* [Task to complete]:
Pick up the passage on Belgium's part in the 1960 Congo crisis and carry it on from its final sentence.

* [Source passage]:
-.-.-
Kasavubu and Lumumba inferred right away that Belgium was behind the Katangan secession. An understandable assumption, but not entirely correct. The Belgians and Katangans had long maintained excellent contacts, but it would not be right to claim that Brussels had helped plan the province’s secession.
20
In fact, the Belgian government had been unpleasantly surprised by Tshombe’s rash deed. On the ground, however, great rapport immediately arose between the Katangan leaders, the Belgian soldiers, and the management of Union Minière. Belgian soldiers disarmed Lumumba’s troops and immediately helped to form a new, Katangan army, the Gendarmerie Katangaise. Brussels never formally recognized the Katangan state, but in actual practice Tshombe could count on massive Belgian support. The Belgian national bank even helped to set up the central bank of Katanga.
21
The Belgian court, too, was well disposed toward the rebel province. King Baudouin held Tshombe in much higher esteem than he did Lumumba. He wrote to him: “An eighty-year association, like that which unites our two peoples, is far too fervent and fond a link to allow it to be disbanded by the hateful policies of one single individual.” In the definitive draft, that word “hateful” was scrapped. That he was referring to Lumumba was clear enough already.
22

With its military intervention, Belgium meant to restore order, but the move resulted in total escalation. The history of Congo between 1955 and 1965 is nothing but a series of attempts by various governments to contain unrest; attempts that resulted again and again in even more unrest. But this time the Belgian authorities had added an inordinate amount of fuel to the fire.

In July 1960 four Belgian Harvard fighter planes began patrolling the skies above a restless Bas-Congo, picking out specific targets for strafing and missile attacks. Within six days, one had crashed and another had been shot down. The other two had bullet holes in wings and fuselage.
23
The badly wounded pilot of the plane that was shot down was murdered by Congolese soldiers; his body was thrown into the Inkisi.

Deputy regional administrator André Ryckmans, son of the former governor general, was shot and killed as well. One of the brightest minds of that day’s administration, he was a man who felt very much at ease in the villages.
24
Anyone hearing him speak Kikongo would have sworn he was African. His feeling for the Congolese perspective was unparalleled. Old Nkasi remembered him as one of the few truly amiable whites. But when Ryckmans went to negotiate with the mutineers over the release of a number of white hostages, he was murdered before the eyes of an angry mob. The lynching of one of the most brilliant and empathic minds in the administration by a furious mob can only be seen as an indication of how badly the Belgian military intervention had ruined things.
-.-.-
* [Supplied records]:

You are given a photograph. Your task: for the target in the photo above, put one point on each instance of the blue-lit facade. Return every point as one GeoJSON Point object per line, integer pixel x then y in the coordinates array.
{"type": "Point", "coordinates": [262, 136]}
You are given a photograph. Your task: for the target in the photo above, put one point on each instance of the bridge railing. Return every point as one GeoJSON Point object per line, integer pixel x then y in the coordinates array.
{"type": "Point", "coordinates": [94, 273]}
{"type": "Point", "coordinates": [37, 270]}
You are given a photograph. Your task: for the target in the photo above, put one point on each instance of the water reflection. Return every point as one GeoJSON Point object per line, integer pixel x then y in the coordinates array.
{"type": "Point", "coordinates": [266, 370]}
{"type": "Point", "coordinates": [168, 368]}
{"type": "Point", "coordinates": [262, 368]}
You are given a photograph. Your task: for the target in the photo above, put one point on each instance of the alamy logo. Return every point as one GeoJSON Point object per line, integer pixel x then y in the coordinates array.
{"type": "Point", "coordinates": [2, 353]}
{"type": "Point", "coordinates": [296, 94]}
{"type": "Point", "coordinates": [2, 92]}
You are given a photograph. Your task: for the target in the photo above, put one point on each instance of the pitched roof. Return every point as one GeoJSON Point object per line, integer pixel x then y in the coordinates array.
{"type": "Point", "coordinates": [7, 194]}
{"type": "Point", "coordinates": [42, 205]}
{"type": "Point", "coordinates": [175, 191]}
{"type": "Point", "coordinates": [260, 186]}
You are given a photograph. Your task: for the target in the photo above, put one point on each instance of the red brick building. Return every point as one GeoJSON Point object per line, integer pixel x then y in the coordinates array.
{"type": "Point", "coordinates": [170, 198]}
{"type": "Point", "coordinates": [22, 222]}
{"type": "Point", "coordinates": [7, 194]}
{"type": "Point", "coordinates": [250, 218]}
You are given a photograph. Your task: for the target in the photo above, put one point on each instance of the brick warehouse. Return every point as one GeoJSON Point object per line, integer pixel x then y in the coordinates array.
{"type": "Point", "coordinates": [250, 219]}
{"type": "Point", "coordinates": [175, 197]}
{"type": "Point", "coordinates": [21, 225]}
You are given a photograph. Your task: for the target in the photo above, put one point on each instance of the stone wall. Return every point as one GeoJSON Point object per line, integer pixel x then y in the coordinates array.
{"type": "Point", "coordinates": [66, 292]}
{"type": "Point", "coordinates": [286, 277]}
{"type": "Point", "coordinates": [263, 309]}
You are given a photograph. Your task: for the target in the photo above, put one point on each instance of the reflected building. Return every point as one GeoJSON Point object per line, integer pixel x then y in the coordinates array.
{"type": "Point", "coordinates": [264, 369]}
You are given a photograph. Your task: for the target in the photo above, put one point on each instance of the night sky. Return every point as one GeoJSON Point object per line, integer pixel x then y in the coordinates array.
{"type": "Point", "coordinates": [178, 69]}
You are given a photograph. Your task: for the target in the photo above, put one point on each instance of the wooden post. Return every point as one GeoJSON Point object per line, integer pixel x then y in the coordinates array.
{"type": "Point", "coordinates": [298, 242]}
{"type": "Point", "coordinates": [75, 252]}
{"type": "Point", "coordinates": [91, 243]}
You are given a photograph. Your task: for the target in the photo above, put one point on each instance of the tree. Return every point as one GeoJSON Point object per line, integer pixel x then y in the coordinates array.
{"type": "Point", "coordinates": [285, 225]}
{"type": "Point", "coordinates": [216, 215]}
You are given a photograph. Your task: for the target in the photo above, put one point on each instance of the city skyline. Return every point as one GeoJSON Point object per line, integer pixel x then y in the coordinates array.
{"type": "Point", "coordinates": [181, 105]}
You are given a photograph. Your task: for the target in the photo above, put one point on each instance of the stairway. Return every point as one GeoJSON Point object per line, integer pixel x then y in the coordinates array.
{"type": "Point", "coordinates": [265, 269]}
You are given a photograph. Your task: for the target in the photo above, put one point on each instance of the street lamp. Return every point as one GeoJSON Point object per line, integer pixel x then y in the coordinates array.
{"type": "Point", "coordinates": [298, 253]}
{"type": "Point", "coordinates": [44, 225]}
-.-.-
* [Output for this task]:
“Monsieur André, oh yes, I knew him,” Camille Mananga said with a smile when I met him in Boma. “He was a real Congolese. He considered himself Congolese too. But they killed him, at the bridge over the Inkisi.” I asked what he remembered of the Belgian military operation. Without missing a beat, he replied: “I was in Boma. The Belgian soldiers from the Kitona base had come to disarm the army. The airfield was full of tanks. It was early in the morning, I was on my way to work. I was a government clerk back then, a minor civil servant. The town was full of soldiers. A Belgian stopped me. ‘Where are you going?’ he asked. ‘I work for the regional administration,’ I said. ‘Go back home,’ he said, ‘the Belgians have occupied the city.’ But I just kept walking, I was too curious to go home. It was the first time in my life that I had seen a tank. I went to take a look. The Belgians didn’t stay long, but it was an occupation, nothing more and nothing less.”
25

Peace, in other words, did not return. All over the country, violence against Belgians increased. Civil servants and plantation owners were beaten with clubs, whips, and belts. Some were forced to drink urine or eat spoiled food. Catholic nuns had to undress in public and were tied up. Soldiers asked them why they weren’t members of Lumumba’s party, and whether they slept with the priests. Others suggested putting a hand grenade in a white woman’s vagina. Humiliation was an end in itself. In the period between July 5 and July 14, approximately one hundred European men were assaulted, an equal number of women were raped, and five whites were killed.
26
Belgium had granted Congo independence in order to avoid a colonial war, but got one anyway. And it was its own stupid fault.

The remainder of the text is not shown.